Le difficoltà di Ikea nella digitalizzazione analizzate al Lef

Non mission ma purpose aziendale, concetto molto più profondo del precedente che, seppur astratto, almeno in apparenza, è invece strettamente legato al business: se ne è parlato in Lef agli Operation Talks, appuntamento trimestrale su un topic verticale specifico con una visione strategica, un contenuto tecnico e casi applicativi che rappresentano un faro guida per molte altre realtà. Vi sono aspetti più impalpabili, come quelli declinati da Raffaella Bossi Fornarini, founder passport e adjunct professor al Politecnico di Milano – secondo la quale il purpose scopre e definisce ciò che l’azienda farà parlando essenzialmente alla sfera più emozionale delle persone – ed altri molto più terreni che nel recente passato si sono legati a fatti di rilevanza planetaria come il Covid e che Jason Cox, country leadership & competence leader di Ikea, ha molto ben tratteggiato.

«Le difficoltà nell’operare lo switch tra analogico e digitale connesse al purpose – ha detto – sono state molteplici, un doppio salto mortale perché eravamo estremamente legati a modelli storici del nostro business; smantellare parte di ciò che aveva sempre portato bene non è stato facile. Perché – ha detto – il nostro purpose deriva dai valori che il nostro fondatore ci ha trasmesso e che cerchiamo di mantenere sempre al centro di ogni decisione. Ciò fa emergere la coerenza, determina la fiducia in ciò che dice o fa l’azienda al di là del marketing o della comunicazione. Su questi valori abbiamo costruito, nei decenni, l’idea dei nostri negozi, il cosiddetto day-out delle famiglie che, nel punto vendita, trascorrono alcune ore. Ricordo – ha raccontato – il giorno in cui è stato annunciato il lockdown e il collega che di lì a poco avrebbe iniziato la sua esperienza in Ikea come sales manager… col negozio chiuso… la perfetta metafora di quel che ci è accaduto, legatissimi com’eravamo e come siamo al concetto di punto vendita fisico, di cash and carry. E come creare allora una vita migliore per le persone – il purpose storico – in canali fino ad allora accessori come l’e-commerce? Sono state trasferite risorse e attenzione sulla customer experience digitale con una nuova tipologia di comunicazione, di ambiente e di affermazioni; abbiamo esplorato a fondo le soluzioni indispensabili per ridurre la distanza che poteva essersi creata dai clienti, sempre più desiderosi di servizi. Dalle nuove idee – ha spiegato ancora Cox – sono scaturite anche nuove professioni, come quella del montaggio di mobili direttamente a casa a un prezzo contenuto. O dell’organizer incaricato di rimettere a posto luoghi tradizionalmente disordinati (cantina e garage, soprattutto), un servizio in videochiamata che suggerisce le migliori soluzioni anche tramite l’utilizzo di mobili vecchi».







«Le culture company possono assolvere anche a un ruolo strategico e di difesa territoriale – dice Marco Olivotto, direttore generale della Lef – ossia di attrattore là dove quest’esigenza è realmente avvertita, sia dalle grandi sia dalle piccole e medie imprese se è vero – aggiunge – che i giovani scelgono piazze con infrastrutture e maggiore creatività, una tendenza che, secondo i dati di Fondazione Nordest, colloca il Fvg al sessantanovesimo posto in Europa per indice di attrattività. Cambiare il sistema operativo di un’azienda, infatti, è un processo che implica anche dell’estro e menti inclini alle metamorfosi, non è solo questione legata alla tecnologia ma anche alla capacità di saper comunicare valori e passione». Agli Operation Talks anche le testimonianze di Lorenzo Ava di Lef, che ha citato gli esempi di Lego – propone creatività ai più piccoli – di Tesla – vende il futuro, non auto – e di Apple, Sara Berruti e Massimiliano Allegra (Adecco Italia) e di Giulia Comper della Cooperazione Trentina.

########################################

Ricopia il brano su Ikea tutto da "Non mission ma" fino a "molto ben tratteggiato.", sostituendo "Politecnico di Milano" con "Politecnico di Torino".

Dati estratti
########################################

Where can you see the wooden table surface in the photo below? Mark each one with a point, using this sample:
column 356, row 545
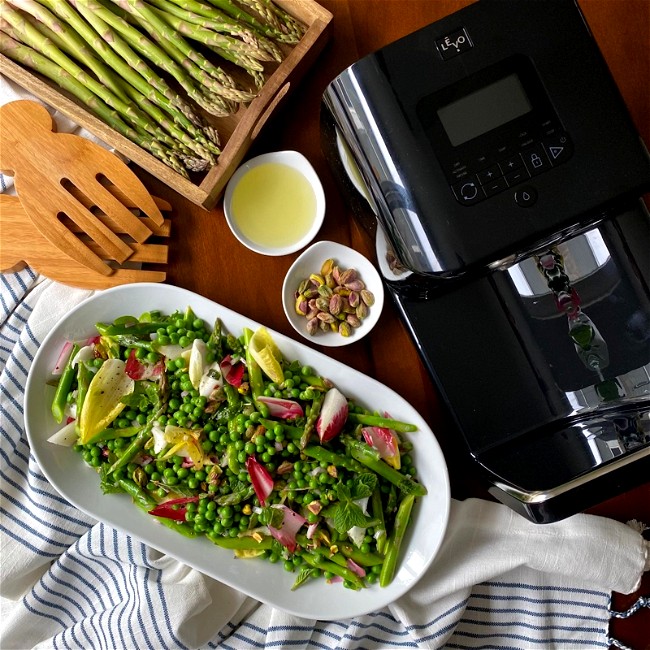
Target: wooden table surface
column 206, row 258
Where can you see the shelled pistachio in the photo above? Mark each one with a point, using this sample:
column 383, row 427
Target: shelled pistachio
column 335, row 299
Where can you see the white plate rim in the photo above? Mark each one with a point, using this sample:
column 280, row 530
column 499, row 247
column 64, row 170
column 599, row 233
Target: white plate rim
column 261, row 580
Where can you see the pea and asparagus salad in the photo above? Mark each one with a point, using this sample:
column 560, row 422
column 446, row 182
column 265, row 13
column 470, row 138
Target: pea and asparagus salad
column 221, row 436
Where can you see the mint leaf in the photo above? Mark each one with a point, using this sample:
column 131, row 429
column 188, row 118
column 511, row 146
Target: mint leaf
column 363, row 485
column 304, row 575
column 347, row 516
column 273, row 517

########################################

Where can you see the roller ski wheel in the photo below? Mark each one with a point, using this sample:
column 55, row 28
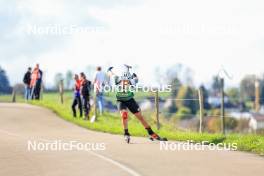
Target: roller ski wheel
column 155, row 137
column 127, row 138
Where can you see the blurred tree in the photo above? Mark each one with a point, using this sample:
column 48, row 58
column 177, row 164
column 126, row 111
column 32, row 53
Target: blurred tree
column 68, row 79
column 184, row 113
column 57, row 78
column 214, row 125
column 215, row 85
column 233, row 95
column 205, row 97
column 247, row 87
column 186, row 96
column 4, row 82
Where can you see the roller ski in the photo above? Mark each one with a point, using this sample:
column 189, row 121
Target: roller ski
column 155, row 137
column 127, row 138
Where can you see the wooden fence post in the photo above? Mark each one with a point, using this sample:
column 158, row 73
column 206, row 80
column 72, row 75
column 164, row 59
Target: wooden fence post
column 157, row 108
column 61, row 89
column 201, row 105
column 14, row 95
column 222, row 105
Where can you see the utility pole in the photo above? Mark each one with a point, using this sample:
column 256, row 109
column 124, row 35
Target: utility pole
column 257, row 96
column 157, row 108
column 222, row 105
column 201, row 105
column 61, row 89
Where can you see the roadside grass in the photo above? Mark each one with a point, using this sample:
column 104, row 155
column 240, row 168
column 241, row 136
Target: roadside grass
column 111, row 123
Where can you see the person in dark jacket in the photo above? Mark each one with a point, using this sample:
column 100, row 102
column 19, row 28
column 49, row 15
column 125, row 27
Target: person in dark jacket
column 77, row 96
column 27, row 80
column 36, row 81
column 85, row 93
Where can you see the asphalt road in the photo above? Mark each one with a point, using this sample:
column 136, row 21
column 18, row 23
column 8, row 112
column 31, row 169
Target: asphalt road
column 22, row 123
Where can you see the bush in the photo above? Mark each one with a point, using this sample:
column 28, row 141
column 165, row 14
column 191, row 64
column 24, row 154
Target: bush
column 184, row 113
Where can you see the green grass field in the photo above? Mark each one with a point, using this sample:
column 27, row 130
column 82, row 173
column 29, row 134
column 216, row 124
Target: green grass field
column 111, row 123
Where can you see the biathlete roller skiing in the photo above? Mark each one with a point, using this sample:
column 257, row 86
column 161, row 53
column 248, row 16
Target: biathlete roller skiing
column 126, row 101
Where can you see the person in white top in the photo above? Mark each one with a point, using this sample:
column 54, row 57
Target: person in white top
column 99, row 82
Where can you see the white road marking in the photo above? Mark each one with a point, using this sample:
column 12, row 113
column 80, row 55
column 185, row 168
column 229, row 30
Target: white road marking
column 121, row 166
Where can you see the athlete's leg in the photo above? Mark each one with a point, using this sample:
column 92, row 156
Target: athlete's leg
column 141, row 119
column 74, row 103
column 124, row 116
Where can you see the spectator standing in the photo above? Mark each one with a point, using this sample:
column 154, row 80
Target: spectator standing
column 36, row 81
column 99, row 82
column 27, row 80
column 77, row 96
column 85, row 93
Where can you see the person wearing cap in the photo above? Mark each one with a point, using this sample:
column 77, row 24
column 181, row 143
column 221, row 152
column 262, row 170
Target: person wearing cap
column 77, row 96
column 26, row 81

########################################

» **Soluzione**
Non mission ma purpose aziendale, concetto molto più profondo del precedente che, seppur astratto, almeno in apparenza, è invece strettamente legato al business: se ne è parlato in Lef agli Operation Talks, appuntamento trimestrale su un topic verticale specifico con una visione strategica, un contenuto tecnico e casi applicativi che rappresentano un faro guida per molte altre realtà. Vi sono aspetti più impalpabili, come quelli declinati da Raffaella Bossi Fornarini, founder passport e adjunct professor al Politecnico di Torino – secondo la quale il purpose scopre e definisce ciò che l’azienda farà parlando essenzialmente alla sfera più emozionale delle persone – ed altri molto più terreni che nel recente passato si sono legati a fatti di rilevanza planetaria come il Covid e che Jason Cox, country leadership & competence leader di Ikea, ha molto ben tratteggiato.